(Records of labeled points)
------------------------------------------------------------

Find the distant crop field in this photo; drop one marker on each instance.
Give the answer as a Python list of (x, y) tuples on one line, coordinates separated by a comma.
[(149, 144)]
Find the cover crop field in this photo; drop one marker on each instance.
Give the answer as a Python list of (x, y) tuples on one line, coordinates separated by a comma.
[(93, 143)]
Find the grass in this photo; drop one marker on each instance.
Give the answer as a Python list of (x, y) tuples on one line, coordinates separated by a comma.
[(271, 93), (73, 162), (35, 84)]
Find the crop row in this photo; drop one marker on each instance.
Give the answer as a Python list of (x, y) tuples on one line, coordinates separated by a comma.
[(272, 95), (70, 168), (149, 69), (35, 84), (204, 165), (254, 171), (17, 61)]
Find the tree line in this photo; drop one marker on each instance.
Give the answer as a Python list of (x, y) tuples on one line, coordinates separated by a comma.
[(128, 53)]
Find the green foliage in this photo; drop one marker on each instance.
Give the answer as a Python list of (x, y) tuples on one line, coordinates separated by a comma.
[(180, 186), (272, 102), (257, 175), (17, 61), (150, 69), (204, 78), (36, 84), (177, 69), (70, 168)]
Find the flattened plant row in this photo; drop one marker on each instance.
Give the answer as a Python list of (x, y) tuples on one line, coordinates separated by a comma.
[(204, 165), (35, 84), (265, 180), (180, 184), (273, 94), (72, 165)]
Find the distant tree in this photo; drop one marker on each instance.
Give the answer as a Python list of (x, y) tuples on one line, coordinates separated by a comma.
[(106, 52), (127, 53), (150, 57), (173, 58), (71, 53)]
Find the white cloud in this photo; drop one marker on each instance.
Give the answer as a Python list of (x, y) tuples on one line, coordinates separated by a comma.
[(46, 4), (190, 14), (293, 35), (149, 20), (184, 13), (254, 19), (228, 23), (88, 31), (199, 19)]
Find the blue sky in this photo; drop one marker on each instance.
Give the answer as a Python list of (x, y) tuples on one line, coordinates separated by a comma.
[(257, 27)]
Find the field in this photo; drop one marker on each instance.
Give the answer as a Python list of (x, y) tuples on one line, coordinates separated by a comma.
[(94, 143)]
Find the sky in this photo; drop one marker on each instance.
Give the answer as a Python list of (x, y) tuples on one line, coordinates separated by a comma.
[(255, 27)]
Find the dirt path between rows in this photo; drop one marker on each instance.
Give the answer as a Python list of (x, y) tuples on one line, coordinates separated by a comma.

------------------------------------------------------------

▶ [Problem details]: Quote all of the rows above verbatim, from first to last.

▶ [Answer below]:
Find the distant crop field in this photo; drop one marker on each instance.
Give the answer as a Python list of (x, y) tuples on one line, coordinates separated by a comma.
[(149, 144)]
Find the cover crop field in this photo; drop one marker on each instance.
Give the answer as a Python list of (x, y) tuples on one line, coordinates separated by a comma.
[(93, 143)]
Find the grass in this photo; drop one marker on each instance.
Give the answer as a Python list of (x, y) tuples on one line, coordinates separated by a comma.
[(271, 93), (73, 162), (35, 84)]
Find the crop row in this photo; drop one marker on each instance.
Give the answer as a Python list of (x, y) tuples on one line, coordinates separated by a comma.
[(272, 95), (70, 168), (149, 69), (35, 84), (204, 165), (254, 171), (17, 61)]
Find the tree line in this photo; drop one marker on each instance.
Give the answer as a Python list of (x, y) tuples on one line, coordinates separated by a comma.
[(128, 53)]
Find the green foliage in this photo; drop one marker on each instance.
Give the answer as a Python list of (x, y) tuples on one line, coordinates separated by a comma.
[(180, 186), (272, 102), (257, 175), (17, 61), (150, 69), (204, 78), (36, 84), (177, 69), (70, 168)]
Find the flattened plant row in this photo; drop one marker on each instance.
Give the answer as a Python list of (x, y) tuples on one line, coordinates separated by a comma.
[(204, 165), (35, 84), (265, 180), (180, 184), (273, 94), (72, 165)]
Find the distant tree in this photo; drop one marker on each instance.
Give the answer as a Python list of (x, y) tuples on one line, coordinates separated by a comma.
[(106, 52), (127, 53), (150, 57), (173, 58), (71, 53)]
Find the white cloud in this photo; drop one marker on each instance.
Give the answer as a Python list of (x, y) tuples on one line, coordinates separated by a comma.
[(46, 4), (190, 14), (293, 35), (149, 20), (184, 13), (254, 19), (228, 23), (88, 31), (199, 19)]
Find the blue sky in this photo; drop one marker on each instance.
Give the answer as a Python list of (x, y) tuples on one line, coordinates separated by a comma.
[(257, 27)]
Find the field in this photo; drop one marker on each instance.
Give the answer as a Python list of (x, y) tuples on one line, coordinates separated by a comma.
[(94, 143)]
Find the sky in this photo; drop one marker on each instance.
Give the answer as a Python list of (x, y) tuples on one line, coordinates separated by a comma.
[(255, 27)]
Find the dirt path between rows in this photo; drop one marker on each instance.
Give the answer as a Python list of (x, y) tuples on one line, coordinates separated by a comma.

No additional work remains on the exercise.